▸ AUFGABE A:
Zähle aus dem Textauszug über die anthroposophische Enklave in Witzenhausen alles auf, was Baars und seine Mitarbeiter heranziehen oder gedeihen lassen.
▸ AUFGABE B:
Beantworte anhand des Textauszugs über die anthroposophische Enklave in Witzenhausen folgende Fragen:
(i) Wie ist die staatliche Hochschule definiert?
(ii) Von wem wird Baars' Stiftungsprofessur finanziert?
(iii) Was ist die Staatsdomäne Frankenhausen?
▸ AUFGABE C:
Schreibe den Textauszug über die anthroposophische Enklave an der Hochschule in Witzenhausen weiter.

▸ TEXTAUSZUG:

Die anthroposophische Enklave in Witzenhausen wäre wohl nicht der Rede wert, hätte sie ihre Heimstatt nicht im Herzen einer staatlichen Hochschule - definiert als Ort der Wissenschaft. Okkultes gehörte bisher ins Private. Und es herrschte weitgehend Einigkeit darüber, dass Studenten lernen sollten, das eine vom anderen zu unterscheiden.
Das braucht Baars, dessen Stiftungsprofessur von Ökofirmen und spendablen Anthroposophenbrüdern finanziert wird, nicht zu können. In Uni-Gewächshäusern ziehen er und seine Mitarbeiter ihre Mondpflanzen heran; ihre mit homöopathischen Kügelchen behandelten Kühe und ihr von Astralkräften gestärktes Ackergrün dürfen auf der Staatsdomäne Frankenhausen gedeihen, dem universitären Lehr- und Versuchshof.

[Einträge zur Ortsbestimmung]

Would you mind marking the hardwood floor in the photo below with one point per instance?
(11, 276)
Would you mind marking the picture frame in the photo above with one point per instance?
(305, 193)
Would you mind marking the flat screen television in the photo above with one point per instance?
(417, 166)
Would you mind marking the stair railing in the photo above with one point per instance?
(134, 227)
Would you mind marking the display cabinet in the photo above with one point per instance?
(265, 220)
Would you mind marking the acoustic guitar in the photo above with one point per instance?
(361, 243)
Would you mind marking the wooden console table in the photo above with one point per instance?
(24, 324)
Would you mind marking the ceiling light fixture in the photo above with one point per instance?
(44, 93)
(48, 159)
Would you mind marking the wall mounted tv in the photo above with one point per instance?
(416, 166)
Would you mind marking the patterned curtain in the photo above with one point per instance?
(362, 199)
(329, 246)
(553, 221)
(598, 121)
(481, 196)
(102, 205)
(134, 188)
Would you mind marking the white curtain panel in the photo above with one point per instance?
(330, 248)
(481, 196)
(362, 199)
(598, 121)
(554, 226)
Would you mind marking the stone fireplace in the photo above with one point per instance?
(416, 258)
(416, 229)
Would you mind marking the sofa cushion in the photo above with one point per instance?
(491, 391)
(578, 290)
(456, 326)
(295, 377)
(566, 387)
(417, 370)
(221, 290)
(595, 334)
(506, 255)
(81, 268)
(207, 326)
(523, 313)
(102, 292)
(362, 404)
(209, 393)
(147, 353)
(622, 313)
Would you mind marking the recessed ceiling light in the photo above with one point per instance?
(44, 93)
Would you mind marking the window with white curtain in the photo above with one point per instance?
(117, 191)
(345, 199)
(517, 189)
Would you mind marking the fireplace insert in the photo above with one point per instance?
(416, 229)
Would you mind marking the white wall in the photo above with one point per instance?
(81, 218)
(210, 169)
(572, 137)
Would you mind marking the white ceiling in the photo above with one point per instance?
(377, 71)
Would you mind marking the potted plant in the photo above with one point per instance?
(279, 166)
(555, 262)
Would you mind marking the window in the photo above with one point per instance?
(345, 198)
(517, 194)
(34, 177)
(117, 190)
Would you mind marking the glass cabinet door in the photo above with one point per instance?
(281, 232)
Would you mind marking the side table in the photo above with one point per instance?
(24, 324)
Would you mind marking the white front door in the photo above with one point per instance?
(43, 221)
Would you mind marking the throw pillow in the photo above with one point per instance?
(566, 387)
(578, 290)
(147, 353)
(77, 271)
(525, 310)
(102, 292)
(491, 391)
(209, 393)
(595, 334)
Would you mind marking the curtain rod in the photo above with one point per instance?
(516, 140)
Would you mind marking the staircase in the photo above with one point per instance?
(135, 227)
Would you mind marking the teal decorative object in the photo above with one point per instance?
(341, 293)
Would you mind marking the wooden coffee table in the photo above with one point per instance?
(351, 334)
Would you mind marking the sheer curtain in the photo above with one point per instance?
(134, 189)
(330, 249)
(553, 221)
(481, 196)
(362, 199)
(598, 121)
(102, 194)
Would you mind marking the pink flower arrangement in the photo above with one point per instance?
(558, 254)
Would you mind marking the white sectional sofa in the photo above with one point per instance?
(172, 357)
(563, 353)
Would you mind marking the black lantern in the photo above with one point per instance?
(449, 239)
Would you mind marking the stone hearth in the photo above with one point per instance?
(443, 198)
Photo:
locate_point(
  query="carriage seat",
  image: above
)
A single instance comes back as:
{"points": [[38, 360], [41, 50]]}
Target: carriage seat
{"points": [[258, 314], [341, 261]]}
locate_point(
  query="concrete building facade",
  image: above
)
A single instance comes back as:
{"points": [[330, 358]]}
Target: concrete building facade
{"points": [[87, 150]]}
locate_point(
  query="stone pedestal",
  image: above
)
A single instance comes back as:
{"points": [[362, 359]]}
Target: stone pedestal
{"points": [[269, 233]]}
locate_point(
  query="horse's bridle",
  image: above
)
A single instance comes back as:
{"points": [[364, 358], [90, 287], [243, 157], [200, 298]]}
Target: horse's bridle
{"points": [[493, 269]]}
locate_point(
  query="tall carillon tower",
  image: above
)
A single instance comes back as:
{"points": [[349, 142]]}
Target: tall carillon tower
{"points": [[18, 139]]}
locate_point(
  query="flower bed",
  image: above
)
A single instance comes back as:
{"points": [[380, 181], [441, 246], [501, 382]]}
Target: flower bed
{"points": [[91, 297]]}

* * *

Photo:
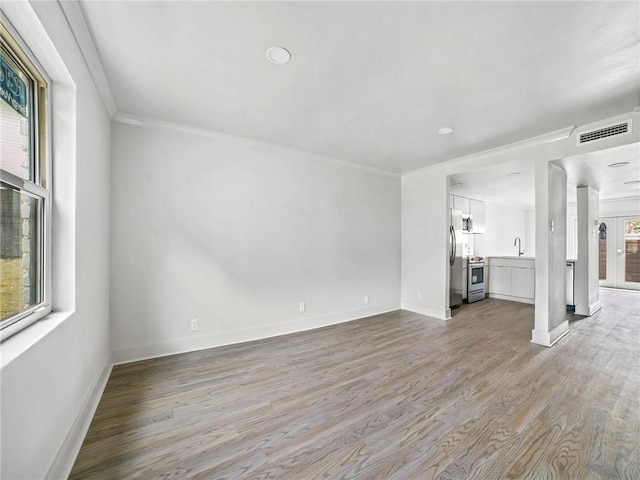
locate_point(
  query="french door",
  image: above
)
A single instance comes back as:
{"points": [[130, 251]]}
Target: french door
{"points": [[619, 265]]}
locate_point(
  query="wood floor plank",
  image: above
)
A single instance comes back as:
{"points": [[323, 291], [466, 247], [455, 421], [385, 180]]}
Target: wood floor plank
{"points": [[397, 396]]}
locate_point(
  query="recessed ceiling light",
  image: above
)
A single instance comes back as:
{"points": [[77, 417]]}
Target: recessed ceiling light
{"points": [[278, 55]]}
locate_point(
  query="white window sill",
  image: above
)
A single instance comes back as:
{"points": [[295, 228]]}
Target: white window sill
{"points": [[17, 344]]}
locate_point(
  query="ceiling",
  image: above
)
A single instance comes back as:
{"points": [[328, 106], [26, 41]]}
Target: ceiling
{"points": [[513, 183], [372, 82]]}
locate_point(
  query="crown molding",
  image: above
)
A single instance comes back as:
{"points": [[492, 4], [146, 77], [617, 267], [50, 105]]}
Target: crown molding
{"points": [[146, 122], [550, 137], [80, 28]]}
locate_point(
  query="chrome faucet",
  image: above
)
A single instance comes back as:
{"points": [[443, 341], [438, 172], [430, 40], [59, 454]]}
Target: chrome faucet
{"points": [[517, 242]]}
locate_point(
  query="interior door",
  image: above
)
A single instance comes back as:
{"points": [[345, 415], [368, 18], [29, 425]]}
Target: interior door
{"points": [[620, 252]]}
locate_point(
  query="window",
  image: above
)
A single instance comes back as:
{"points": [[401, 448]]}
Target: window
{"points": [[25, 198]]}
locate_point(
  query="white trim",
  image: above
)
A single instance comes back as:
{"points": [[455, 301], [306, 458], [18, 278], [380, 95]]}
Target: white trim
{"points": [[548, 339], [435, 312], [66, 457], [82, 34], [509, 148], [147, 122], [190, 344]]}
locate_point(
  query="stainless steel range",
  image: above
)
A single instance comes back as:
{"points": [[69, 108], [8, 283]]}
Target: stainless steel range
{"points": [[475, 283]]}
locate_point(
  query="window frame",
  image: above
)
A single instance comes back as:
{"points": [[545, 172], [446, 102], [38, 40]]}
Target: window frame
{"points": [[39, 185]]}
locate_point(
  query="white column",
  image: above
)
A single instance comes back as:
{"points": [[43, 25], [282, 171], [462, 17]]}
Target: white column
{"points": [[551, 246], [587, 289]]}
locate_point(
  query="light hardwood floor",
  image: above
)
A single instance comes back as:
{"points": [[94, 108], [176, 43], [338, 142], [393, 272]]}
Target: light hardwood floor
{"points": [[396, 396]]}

▸ RICHTIGE ANTWORT A:
Mondpflanzen, mit homöopathischen Kügelchen behandelte Kühe, von Astralkräften gestärktes Ackergrün

▸ RICHTIGE ANTWORT B:
(i) Als Ort der Wissenschaft.
(ii) Von Ökofirmen und spendablen Anthroposophenbrüdern.
(iii) Der universitäre Lehr- und Versuchshof.

▸ RICHTIGE ANTWORT C:
In fünf Jahren soll Baars' Stiftungsprofessur dann vom Land Hessen übernommen werden. Die feste Einbindung der Biodynamik in die Kasseler Agrarfakultät könnte den Anthroposophen den dafür erforderlichen wissenschaftlichen Anstrich geben. Andererseits aber könnte durch die Biodynamik, die an nur einem der 19 Lehrstühle in Witzenhausen gelehrt wird, am Ende der gesamte Fachbereich ungerechtfertigt unter Esoterik-Verdacht geraten. Das wäre schmerzhaft für die Uni Kassel, denn die Agrarfakultät gilt ihr - als europaweit einzige mit ökologischer Ausrichtung - als »einmalige Erfolgsgeschichte«.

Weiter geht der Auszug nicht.